>> START GIVEN TEXT

8-K Cover EGM


UNITED STATES

SECURITIES AND EXCHANGE COMMISSION
Washington, D.C. 20549
 
FORM 8-K
 
CURRENT REPORT
PURSUANT TO SECTION 13 OR 15(d) OF THE
SECURITIES EXCHANGE ACT OF 1934

Date of Report (Date of earliest event reported): September 22, 2014

 
TRANSOCEAN LTD.
(Exact name of registrant as specified in its charter)
 
Switzerland
 
000-53533
 
98-0599916
(State or other jurisdiction of
incorporation or organization)
 
(Commission
File Number)
 
(I.R.S. Employer
Identification No.)
 
10 Chemin de Blandonnet
1214 Vernier, Geneva
Switzerland
 
CH-1214
(Address of principal executive offices)
 
(zip code)
 
Registrant’s telephone number, including area code: +41 (22) 930-9000
 
 
(Former name or former address, if changed since last report)

>> END GIVEN TEXT
>> START DATA

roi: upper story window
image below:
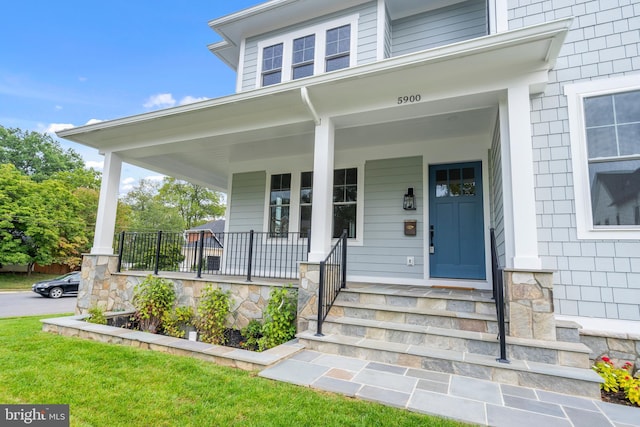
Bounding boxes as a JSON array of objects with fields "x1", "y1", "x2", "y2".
[
  {"x1": 262, "y1": 43, "x2": 283, "y2": 86},
  {"x1": 326, "y1": 25, "x2": 351, "y2": 71},
  {"x1": 269, "y1": 173, "x2": 291, "y2": 237},
  {"x1": 254, "y1": 15, "x2": 359, "y2": 87},
  {"x1": 565, "y1": 76, "x2": 640, "y2": 239},
  {"x1": 292, "y1": 34, "x2": 316, "y2": 80}
]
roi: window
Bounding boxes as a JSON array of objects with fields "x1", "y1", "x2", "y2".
[
  {"x1": 565, "y1": 76, "x2": 640, "y2": 239},
  {"x1": 300, "y1": 172, "x2": 313, "y2": 237},
  {"x1": 269, "y1": 173, "x2": 291, "y2": 237},
  {"x1": 584, "y1": 90, "x2": 640, "y2": 227},
  {"x1": 254, "y1": 14, "x2": 360, "y2": 88},
  {"x1": 262, "y1": 43, "x2": 283, "y2": 86},
  {"x1": 325, "y1": 25, "x2": 351, "y2": 71},
  {"x1": 333, "y1": 168, "x2": 358, "y2": 238},
  {"x1": 292, "y1": 34, "x2": 316, "y2": 80}
]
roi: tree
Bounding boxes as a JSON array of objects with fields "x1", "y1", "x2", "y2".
[
  {"x1": 118, "y1": 179, "x2": 184, "y2": 231},
  {"x1": 0, "y1": 126, "x2": 84, "y2": 182},
  {"x1": 159, "y1": 177, "x2": 224, "y2": 229},
  {"x1": 0, "y1": 164, "x2": 87, "y2": 272}
]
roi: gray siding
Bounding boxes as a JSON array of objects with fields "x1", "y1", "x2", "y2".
[
  {"x1": 242, "y1": 1, "x2": 377, "y2": 91},
  {"x1": 229, "y1": 171, "x2": 267, "y2": 232},
  {"x1": 392, "y1": 0, "x2": 487, "y2": 56},
  {"x1": 508, "y1": 0, "x2": 640, "y2": 320},
  {"x1": 348, "y1": 157, "x2": 424, "y2": 279},
  {"x1": 489, "y1": 120, "x2": 505, "y2": 267}
]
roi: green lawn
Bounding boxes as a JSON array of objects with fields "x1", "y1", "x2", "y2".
[
  {"x1": 0, "y1": 273, "x2": 61, "y2": 292},
  {"x1": 0, "y1": 317, "x2": 464, "y2": 427}
]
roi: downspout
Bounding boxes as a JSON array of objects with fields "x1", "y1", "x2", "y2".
[{"x1": 300, "y1": 86, "x2": 322, "y2": 126}]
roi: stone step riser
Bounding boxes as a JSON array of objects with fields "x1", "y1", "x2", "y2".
[
  {"x1": 336, "y1": 291, "x2": 496, "y2": 316},
  {"x1": 329, "y1": 305, "x2": 508, "y2": 334},
  {"x1": 309, "y1": 320, "x2": 590, "y2": 368},
  {"x1": 300, "y1": 338, "x2": 600, "y2": 399}
]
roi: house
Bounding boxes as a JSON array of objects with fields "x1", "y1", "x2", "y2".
[
  {"x1": 182, "y1": 219, "x2": 225, "y2": 271},
  {"x1": 59, "y1": 0, "x2": 640, "y2": 393}
]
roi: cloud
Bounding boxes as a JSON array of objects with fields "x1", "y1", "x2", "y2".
[
  {"x1": 143, "y1": 93, "x2": 176, "y2": 108},
  {"x1": 180, "y1": 96, "x2": 209, "y2": 105},
  {"x1": 84, "y1": 160, "x2": 104, "y2": 170},
  {"x1": 44, "y1": 123, "x2": 75, "y2": 134}
]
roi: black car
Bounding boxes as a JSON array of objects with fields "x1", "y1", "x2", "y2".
[{"x1": 31, "y1": 271, "x2": 80, "y2": 298}]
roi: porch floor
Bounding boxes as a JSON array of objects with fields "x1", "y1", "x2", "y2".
[{"x1": 259, "y1": 350, "x2": 640, "y2": 427}]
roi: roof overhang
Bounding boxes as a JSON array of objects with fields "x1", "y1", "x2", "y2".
[{"x1": 58, "y1": 19, "x2": 571, "y2": 190}]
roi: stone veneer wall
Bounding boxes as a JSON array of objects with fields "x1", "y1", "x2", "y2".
[
  {"x1": 76, "y1": 255, "x2": 286, "y2": 329},
  {"x1": 504, "y1": 270, "x2": 556, "y2": 341}
]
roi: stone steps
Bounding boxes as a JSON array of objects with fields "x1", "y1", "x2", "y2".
[
  {"x1": 298, "y1": 330, "x2": 602, "y2": 399},
  {"x1": 298, "y1": 284, "x2": 601, "y2": 398},
  {"x1": 307, "y1": 316, "x2": 590, "y2": 369}
]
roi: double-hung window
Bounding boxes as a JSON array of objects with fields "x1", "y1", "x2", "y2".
[
  {"x1": 291, "y1": 34, "x2": 316, "y2": 80},
  {"x1": 325, "y1": 25, "x2": 351, "y2": 71},
  {"x1": 269, "y1": 173, "x2": 291, "y2": 237},
  {"x1": 262, "y1": 43, "x2": 283, "y2": 86},
  {"x1": 565, "y1": 78, "x2": 640, "y2": 238},
  {"x1": 333, "y1": 168, "x2": 358, "y2": 239}
]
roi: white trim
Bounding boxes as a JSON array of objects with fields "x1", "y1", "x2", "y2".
[
  {"x1": 236, "y1": 39, "x2": 247, "y2": 92},
  {"x1": 564, "y1": 74, "x2": 640, "y2": 240},
  {"x1": 254, "y1": 14, "x2": 360, "y2": 88},
  {"x1": 376, "y1": 0, "x2": 387, "y2": 61}
]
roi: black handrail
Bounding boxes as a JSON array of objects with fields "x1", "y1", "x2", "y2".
[
  {"x1": 116, "y1": 230, "x2": 308, "y2": 281},
  {"x1": 316, "y1": 230, "x2": 348, "y2": 336},
  {"x1": 490, "y1": 228, "x2": 510, "y2": 363}
]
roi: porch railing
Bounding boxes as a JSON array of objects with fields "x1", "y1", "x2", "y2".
[
  {"x1": 117, "y1": 230, "x2": 308, "y2": 281},
  {"x1": 491, "y1": 228, "x2": 509, "y2": 363},
  {"x1": 316, "y1": 230, "x2": 347, "y2": 336}
]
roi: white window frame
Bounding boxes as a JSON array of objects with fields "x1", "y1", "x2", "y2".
[
  {"x1": 263, "y1": 162, "x2": 365, "y2": 246},
  {"x1": 564, "y1": 74, "x2": 640, "y2": 240},
  {"x1": 256, "y1": 14, "x2": 360, "y2": 88}
]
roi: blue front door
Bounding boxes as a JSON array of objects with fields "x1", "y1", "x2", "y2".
[{"x1": 428, "y1": 162, "x2": 486, "y2": 279}]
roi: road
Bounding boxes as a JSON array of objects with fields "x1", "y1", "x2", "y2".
[{"x1": 0, "y1": 291, "x2": 76, "y2": 317}]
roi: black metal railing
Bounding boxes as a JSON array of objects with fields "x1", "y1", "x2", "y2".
[
  {"x1": 491, "y1": 228, "x2": 509, "y2": 363},
  {"x1": 117, "y1": 230, "x2": 308, "y2": 281},
  {"x1": 316, "y1": 230, "x2": 348, "y2": 336}
]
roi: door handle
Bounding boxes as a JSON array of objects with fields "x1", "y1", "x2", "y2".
[{"x1": 429, "y1": 225, "x2": 436, "y2": 254}]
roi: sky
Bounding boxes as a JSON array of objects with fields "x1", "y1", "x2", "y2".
[{"x1": 0, "y1": 0, "x2": 263, "y2": 194}]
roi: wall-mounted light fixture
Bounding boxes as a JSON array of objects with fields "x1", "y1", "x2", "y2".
[{"x1": 402, "y1": 187, "x2": 416, "y2": 211}]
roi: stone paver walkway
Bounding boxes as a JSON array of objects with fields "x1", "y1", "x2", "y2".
[{"x1": 260, "y1": 350, "x2": 640, "y2": 427}]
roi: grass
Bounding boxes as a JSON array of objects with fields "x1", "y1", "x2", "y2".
[
  {"x1": 0, "y1": 273, "x2": 61, "y2": 292},
  {"x1": 0, "y1": 317, "x2": 465, "y2": 427}
]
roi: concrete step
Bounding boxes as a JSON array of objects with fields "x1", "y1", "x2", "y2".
[
  {"x1": 298, "y1": 330, "x2": 602, "y2": 399},
  {"x1": 337, "y1": 283, "x2": 496, "y2": 315},
  {"x1": 307, "y1": 316, "x2": 590, "y2": 368},
  {"x1": 329, "y1": 299, "x2": 508, "y2": 334}
]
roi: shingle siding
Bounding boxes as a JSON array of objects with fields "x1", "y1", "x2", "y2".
[{"x1": 508, "y1": 0, "x2": 640, "y2": 320}]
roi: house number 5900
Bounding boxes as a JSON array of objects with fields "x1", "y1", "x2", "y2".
[{"x1": 398, "y1": 95, "x2": 422, "y2": 104}]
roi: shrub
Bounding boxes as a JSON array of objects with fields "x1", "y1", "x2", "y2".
[
  {"x1": 133, "y1": 275, "x2": 176, "y2": 333},
  {"x1": 196, "y1": 285, "x2": 231, "y2": 345},
  {"x1": 593, "y1": 356, "x2": 640, "y2": 406},
  {"x1": 87, "y1": 306, "x2": 107, "y2": 325},
  {"x1": 258, "y1": 286, "x2": 298, "y2": 351},
  {"x1": 162, "y1": 306, "x2": 193, "y2": 338},
  {"x1": 240, "y1": 319, "x2": 262, "y2": 350}
]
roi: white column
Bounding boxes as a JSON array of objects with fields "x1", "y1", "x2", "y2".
[
  {"x1": 309, "y1": 118, "x2": 335, "y2": 262},
  {"x1": 91, "y1": 152, "x2": 122, "y2": 255},
  {"x1": 500, "y1": 84, "x2": 542, "y2": 270}
]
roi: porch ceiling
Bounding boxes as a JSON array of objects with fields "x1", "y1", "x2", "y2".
[{"x1": 58, "y1": 20, "x2": 570, "y2": 191}]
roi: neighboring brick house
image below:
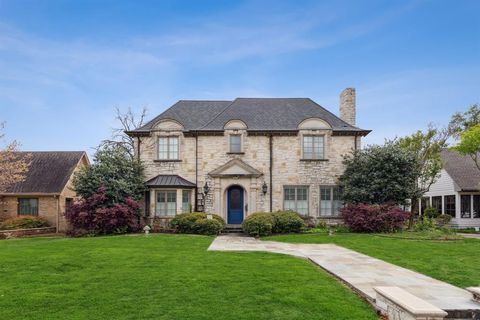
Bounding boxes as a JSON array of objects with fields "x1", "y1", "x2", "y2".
[
  {"x1": 420, "y1": 149, "x2": 480, "y2": 228},
  {"x1": 127, "y1": 88, "x2": 370, "y2": 224},
  {"x1": 0, "y1": 151, "x2": 89, "y2": 231}
]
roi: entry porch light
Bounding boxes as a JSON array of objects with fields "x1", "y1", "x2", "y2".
[
  {"x1": 262, "y1": 181, "x2": 268, "y2": 195},
  {"x1": 203, "y1": 181, "x2": 210, "y2": 195}
]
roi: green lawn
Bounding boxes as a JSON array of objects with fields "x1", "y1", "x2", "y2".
[
  {"x1": 0, "y1": 235, "x2": 376, "y2": 319},
  {"x1": 264, "y1": 233, "x2": 480, "y2": 288}
]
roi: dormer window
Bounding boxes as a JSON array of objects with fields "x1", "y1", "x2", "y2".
[
  {"x1": 303, "y1": 135, "x2": 325, "y2": 160},
  {"x1": 230, "y1": 134, "x2": 242, "y2": 153},
  {"x1": 158, "y1": 136, "x2": 178, "y2": 160}
]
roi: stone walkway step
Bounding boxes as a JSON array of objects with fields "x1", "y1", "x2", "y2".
[{"x1": 208, "y1": 236, "x2": 480, "y2": 319}]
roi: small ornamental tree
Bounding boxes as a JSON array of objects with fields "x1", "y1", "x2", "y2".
[
  {"x1": 339, "y1": 142, "x2": 418, "y2": 204},
  {"x1": 65, "y1": 187, "x2": 140, "y2": 236},
  {"x1": 73, "y1": 145, "x2": 145, "y2": 205}
]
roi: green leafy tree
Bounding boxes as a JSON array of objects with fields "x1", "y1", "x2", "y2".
[
  {"x1": 339, "y1": 141, "x2": 418, "y2": 204},
  {"x1": 73, "y1": 145, "x2": 145, "y2": 205},
  {"x1": 453, "y1": 124, "x2": 480, "y2": 170},
  {"x1": 448, "y1": 103, "x2": 480, "y2": 138},
  {"x1": 397, "y1": 125, "x2": 449, "y2": 224}
]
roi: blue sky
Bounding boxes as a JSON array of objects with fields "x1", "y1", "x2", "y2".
[{"x1": 0, "y1": 0, "x2": 480, "y2": 153}]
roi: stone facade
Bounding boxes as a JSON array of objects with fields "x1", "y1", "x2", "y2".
[
  {"x1": 136, "y1": 126, "x2": 359, "y2": 222},
  {"x1": 340, "y1": 88, "x2": 356, "y2": 126}
]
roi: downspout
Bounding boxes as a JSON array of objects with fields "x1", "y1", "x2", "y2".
[
  {"x1": 195, "y1": 132, "x2": 198, "y2": 212},
  {"x1": 269, "y1": 134, "x2": 273, "y2": 212},
  {"x1": 55, "y1": 195, "x2": 60, "y2": 233}
]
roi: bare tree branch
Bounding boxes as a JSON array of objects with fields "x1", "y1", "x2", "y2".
[{"x1": 100, "y1": 107, "x2": 147, "y2": 158}]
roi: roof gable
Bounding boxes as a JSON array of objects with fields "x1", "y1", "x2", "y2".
[
  {"x1": 209, "y1": 159, "x2": 263, "y2": 177},
  {"x1": 128, "y1": 98, "x2": 369, "y2": 134},
  {"x1": 4, "y1": 151, "x2": 87, "y2": 194},
  {"x1": 440, "y1": 149, "x2": 480, "y2": 191}
]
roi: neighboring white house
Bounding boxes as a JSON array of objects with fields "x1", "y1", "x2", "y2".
[{"x1": 420, "y1": 149, "x2": 480, "y2": 228}]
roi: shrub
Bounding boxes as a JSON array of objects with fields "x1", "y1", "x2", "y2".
[
  {"x1": 436, "y1": 214, "x2": 452, "y2": 226},
  {"x1": 272, "y1": 211, "x2": 305, "y2": 233},
  {"x1": 0, "y1": 216, "x2": 49, "y2": 230},
  {"x1": 413, "y1": 216, "x2": 436, "y2": 231},
  {"x1": 423, "y1": 207, "x2": 440, "y2": 218},
  {"x1": 300, "y1": 215, "x2": 317, "y2": 229},
  {"x1": 194, "y1": 219, "x2": 224, "y2": 235},
  {"x1": 170, "y1": 212, "x2": 225, "y2": 235},
  {"x1": 341, "y1": 203, "x2": 410, "y2": 232},
  {"x1": 65, "y1": 187, "x2": 140, "y2": 236},
  {"x1": 242, "y1": 212, "x2": 274, "y2": 237}
]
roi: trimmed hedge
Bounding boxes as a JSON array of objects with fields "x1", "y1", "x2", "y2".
[
  {"x1": 170, "y1": 212, "x2": 225, "y2": 235},
  {"x1": 0, "y1": 216, "x2": 49, "y2": 230},
  {"x1": 272, "y1": 211, "x2": 305, "y2": 233},
  {"x1": 242, "y1": 212, "x2": 274, "y2": 237},
  {"x1": 242, "y1": 211, "x2": 305, "y2": 237}
]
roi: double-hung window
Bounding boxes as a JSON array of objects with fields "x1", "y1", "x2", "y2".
[
  {"x1": 303, "y1": 136, "x2": 325, "y2": 160},
  {"x1": 444, "y1": 195, "x2": 456, "y2": 218},
  {"x1": 473, "y1": 194, "x2": 480, "y2": 218},
  {"x1": 320, "y1": 186, "x2": 343, "y2": 217},
  {"x1": 230, "y1": 134, "x2": 242, "y2": 153},
  {"x1": 460, "y1": 194, "x2": 472, "y2": 218},
  {"x1": 283, "y1": 186, "x2": 308, "y2": 215},
  {"x1": 17, "y1": 198, "x2": 38, "y2": 216},
  {"x1": 158, "y1": 136, "x2": 178, "y2": 160},
  {"x1": 182, "y1": 190, "x2": 192, "y2": 212},
  {"x1": 155, "y1": 190, "x2": 177, "y2": 217},
  {"x1": 432, "y1": 196, "x2": 442, "y2": 214}
]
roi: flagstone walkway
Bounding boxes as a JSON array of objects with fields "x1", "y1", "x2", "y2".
[{"x1": 208, "y1": 236, "x2": 480, "y2": 313}]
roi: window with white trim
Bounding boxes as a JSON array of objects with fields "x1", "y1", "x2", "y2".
[
  {"x1": 182, "y1": 190, "x2": 192, "y2": 212},
  {"x1": 460, "y1": 194, "x2": 472, "y2": 218},
  {"x1": 17, "y1": 198, "x2": 38, "y2": 216},
  {"x1": 303, "y1": 135, "x2": 325, "y2": 160},
  {"x1": 155, "y1": 190, "x2": 177, "y2": 217},
  {"x1": 230, "y1": 134, "x2": 242, "y2": 153},
  {"x1": 283, "y1": 186, "x2": 308, "y2": 215},
  {"x1": 320, "y1": 186, "x2": 343, "y2": 217},
  {"x1": 158, "y1": 136, "x2": 178, "y2": 160}
]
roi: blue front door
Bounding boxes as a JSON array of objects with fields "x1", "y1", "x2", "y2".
[{"x1": 227, "y1": 186, "x2": 243, "y2": 224}]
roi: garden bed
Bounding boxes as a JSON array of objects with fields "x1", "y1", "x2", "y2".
[{"x1": 0, "y1": 227, "x2": 57, "y2": 239}]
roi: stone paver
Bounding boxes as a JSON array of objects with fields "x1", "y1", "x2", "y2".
[
  {"x1": 457, "y1": 233, "x2": 480, "y2": 239},
  {"x1": 208, "y1": 236, "x2": 480, "y2": 311}
]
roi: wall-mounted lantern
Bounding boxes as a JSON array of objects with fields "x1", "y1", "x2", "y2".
[
  {"x1": 262, "y1": 181, "x2": 268, "y2": 195},
  {"x1": 203, "y1": 181, "x2": 210, "y2": 195}
]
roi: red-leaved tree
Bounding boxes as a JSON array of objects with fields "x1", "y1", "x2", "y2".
[{"x1": 65, "y1": 186, "x2": 140, "y2": 236}]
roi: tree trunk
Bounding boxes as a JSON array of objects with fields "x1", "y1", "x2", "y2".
[{"x1": 408, "y1": 197, "x2": 418, "y2": 229}]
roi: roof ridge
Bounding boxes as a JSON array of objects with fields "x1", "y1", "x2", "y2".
[{"x1": 196, "y1": 98, "x2": 238, "y2": 130}]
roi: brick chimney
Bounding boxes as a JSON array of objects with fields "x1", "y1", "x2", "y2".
[{"x1": 340, "y1": 88, "x2": 356, "y2": 126}]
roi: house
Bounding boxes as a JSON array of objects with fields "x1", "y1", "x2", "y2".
[
  {"x1": 420, "y1": 149, "x2": 480, "y2": 228},
  {"x1": 0, "y1": 151, "x2": 89, "y2": 231},
  {"x1": 127, "y1": 88, "x2": 370, "y2": 225}
]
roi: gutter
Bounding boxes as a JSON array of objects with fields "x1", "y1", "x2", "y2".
[{"x1": 269, "y1": 134, "x2": 273, "y2": 212}]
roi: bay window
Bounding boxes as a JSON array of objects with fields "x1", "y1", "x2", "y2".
[{"x1": 155, "y1": 190, "x2": 177, "y2": 217}]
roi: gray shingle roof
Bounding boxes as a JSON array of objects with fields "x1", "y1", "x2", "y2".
[
  {"x1": 125, "y1": 98, "x2": 369, "y2": 134},
  {"x1": 134, "y1": 100, "x2": 232, "y2": 131},
  {"x1": 145, "y1": 174, "x2": 195, "y2": 188},
  {"x1": 1, "y1": 151, "x2": 85, "y2": 194},
  {"x1": 440, "y1": 149, "x2": 480, "y2": 191}
]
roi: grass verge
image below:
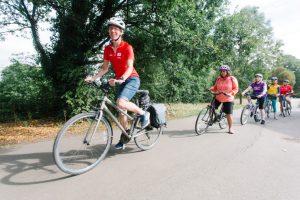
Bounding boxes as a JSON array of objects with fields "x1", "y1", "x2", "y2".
[{"x1": 0, "y1": 102, "x2": 246, "y2": 147}]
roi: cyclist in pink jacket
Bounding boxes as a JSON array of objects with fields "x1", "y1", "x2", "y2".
[{"x1": 210, "y1": 65, "x2": 239, "y2": 134}]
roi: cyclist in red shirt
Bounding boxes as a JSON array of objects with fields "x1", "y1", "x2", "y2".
[
  {"x1": 85, "y1": 17, "x2": 150, "y2": 149},
  {"x1": 279, "y1": 80, "x2": 294, "y2": 110}
]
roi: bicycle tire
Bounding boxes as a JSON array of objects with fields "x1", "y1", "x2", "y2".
[
  {"x1": 219, "y1": 112, "x2": 227, "y2": 129},
  {"x1": 286, "y1": 104, "x2": 292, "y2": 116},
  {"x1": 265, "y1": 100, "x2": 273, "y2": 118},
  {"x1": 53, "y1": 112, "x2": 113, "y2": 175},
  {"x1": 253, "y1": 106, "x2": 261, "y2": 122},
  {"x1": 195, "y1": 106, "x2": 212, "y2": 135},
  {"x1": 281, "y1": 101, "x2": 287, "y2": 117},
  {"x1": 240, "y1": 105, "x2": 251, "y2": 125}
]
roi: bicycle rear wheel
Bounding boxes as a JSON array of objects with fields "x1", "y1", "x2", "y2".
[
  {"x1": 281, "y1": 101, "x2": 287, "y2": 117},
  {"x1": 53, "y1": 112, "x2": 112, "y2": 175},
  {"x1": 133, "y1": 126, "x2": 163, "y2": 151},
  {"x1": 286, "y1": 103, "x2": 292, "y2": 115},
  {"x1": 253, "y1": 107, "x2": 261, "y2": 122},
  {"x1": 240, "y1": 105, "x2": 251, "y2": 125},
  {"x1": 219, "y1": 112, "x2": 227, "y2": 129},
  {"x1": 265, "y1": 101, "x2": 273, "y2": 118},
  {"x1": 195, "y1": 107, "x2": 212, "y2": 135}
]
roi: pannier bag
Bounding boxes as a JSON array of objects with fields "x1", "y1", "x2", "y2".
[
  {"x1": 148, "y1": 104, "x2": 167, "y2": 128},
  {"x1": 139, "y1": 94, "x2": 150, "y2": 110}
]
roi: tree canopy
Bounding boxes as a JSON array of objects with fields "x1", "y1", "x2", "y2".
[{"x1": 0, "y1": 0, "x2": 299, "y2": 119}]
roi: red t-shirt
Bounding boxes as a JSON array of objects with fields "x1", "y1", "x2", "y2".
[
  {"x1": 280, "y1": 85, "x2": 293, "y2": 95},
  {"x1": 104, "y1": 41, "x2": 139, "y2": 79}
]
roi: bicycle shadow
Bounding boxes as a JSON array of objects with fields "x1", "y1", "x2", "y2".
[
  {"x1": 0, "y1": 143, "x2": 142, "y2": 185},
  {"x1": 0, "y1": 152, "x2": 71, "y2": 185}
]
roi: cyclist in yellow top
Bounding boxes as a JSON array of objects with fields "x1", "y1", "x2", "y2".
[{"x1": 267, "y1": 77, "x2": 280, "y2": 119}]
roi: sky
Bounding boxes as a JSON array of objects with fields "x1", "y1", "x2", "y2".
[{"x1": 0, "y1": 0, "x2": 300, "y2": 71}]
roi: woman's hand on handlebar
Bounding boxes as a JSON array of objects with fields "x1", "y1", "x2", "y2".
[
  {"x1": 108, "y1": 79, "x2": 124, "y2": 86},
  {"x1": 211, "y1": 91, "x2": 231, "y2": 97},
  {"x1": 84, "y1": 76, "x2": 95, "y2": 83}
]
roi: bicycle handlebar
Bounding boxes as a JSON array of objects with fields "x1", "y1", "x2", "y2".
[{"x1": 212, "y1": 92, "x2": 230, "y2": 97}]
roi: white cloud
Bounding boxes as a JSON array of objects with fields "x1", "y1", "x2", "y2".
[{"x1": 230, "y1": 0, "x2": 300, "y2": 59}]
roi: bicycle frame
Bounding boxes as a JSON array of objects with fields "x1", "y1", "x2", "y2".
[{"x1": 93, "y1": 95, "x2": 136, "y2": 138}]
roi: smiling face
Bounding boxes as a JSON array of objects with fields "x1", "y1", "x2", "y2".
[
  {"x1": 108, "y1": 25, "x2": 123, "y2": 40},
  {"x1": 255, "y1": 76, "x2": 261, "y2": 82},
  {"x1": 220, "y1": 70, "x2": 227, "y2": 77}
]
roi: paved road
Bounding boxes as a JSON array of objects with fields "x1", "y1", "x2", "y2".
[{"x1": 0, "y1": 100, "x2": 300, "y2": 200}]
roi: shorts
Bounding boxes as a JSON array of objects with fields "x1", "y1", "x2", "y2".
[
  {"x1": 117, "y1": 76, "x2": 141, "y2": 101},
  {"x1": 215, "y1": 99, "x2": 234, "y2": 115},
  {"x1": 251, "y1": 96, "x2": 266, "y2": 109},
  {"x1": 279, "y1": 95, "x2": 290, "y2": 103}
]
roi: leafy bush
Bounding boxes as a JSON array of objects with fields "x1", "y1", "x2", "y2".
[{"x1": 0, "y1": 61, "x2": 55, "y2": 121}]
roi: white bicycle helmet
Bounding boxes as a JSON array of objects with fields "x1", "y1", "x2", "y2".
[
  {"x1": 219, "y1": 65, "x2": 230, "y2": 71},
  {"x1": 255, "y1": 74, "x2": 263, "y2": 78},
  {"x1": 107, "y1": 17, "x2": 126, "y2": 30}
]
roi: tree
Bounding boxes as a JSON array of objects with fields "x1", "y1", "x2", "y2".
[
  {"x1": 214, "y1": 7, "x2": 282, "y2": 102},
  {"x1": 0, "y1": 0, "x2": 145, "y2": 114},
  {"x1": 0, "y1": 61, "x2": 54, "y2": 121},
  {"x1": 272, "y1": 67, "x2": 296, "y2": 86}
]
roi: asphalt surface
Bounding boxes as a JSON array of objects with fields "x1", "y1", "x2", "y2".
[{"x1": 0, "y1": 99, "x2": 300, "y2": 200}]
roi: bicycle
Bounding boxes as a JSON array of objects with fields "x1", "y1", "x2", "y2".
[
  {"x1": 240, "y1": 94, "x2": 261, "y2": 125},
  {"x1": 53, "y1": 79, "x2": 162, "y2": 175},
  {"x1": 264, "y1": 94, "x2": 276, "y2": 118},
  {"x1": 195, "y1": 93, "x2": 227, "y2": 135},
  {"x1": 281, "y1": 94, "x2": 292, "y2": 117}
]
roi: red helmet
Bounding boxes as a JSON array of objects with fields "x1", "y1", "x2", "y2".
[{"x1": 219, "y1": 65, "x2": 230, "y2": 71}]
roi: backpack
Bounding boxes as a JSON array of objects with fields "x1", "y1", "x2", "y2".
[{"x1": 147, "y1": 104, "x2": 167, "y2": 128}]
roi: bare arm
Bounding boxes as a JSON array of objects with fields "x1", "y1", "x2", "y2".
[{"x1": 242, "y1": 86, "x2": 252, "y2": 95}]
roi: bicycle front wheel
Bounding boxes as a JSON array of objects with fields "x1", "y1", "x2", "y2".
[
  {"x1": 240, "y1": 105, "x2": 251, "y2": 125},
  {"x1": 53, "y1": 112, "x2": 112, "y2": 175},
  {"x1": 134, "y1": 126, "x2": 162, "y2": 151},
  {"x1": 195, "y1": 107, "x2": 212, "y2": 135}
]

>> END DATA

** OBJECTIVE **
List every parenthetical field label printed on the Form 8-K cover page. Rely only on the Form 8-K cover page when answering.

** FULL SOLUTION **
- (Exact name of registrant as specified in its charter)
- (State or other jurisdiction of incorporation or organization)
- (Commission File Number)
- (I.R.S. Employer Identification No.)
- (Address of principal executive offices)
- (zip code)
- (Former name or former address, if changed since last report)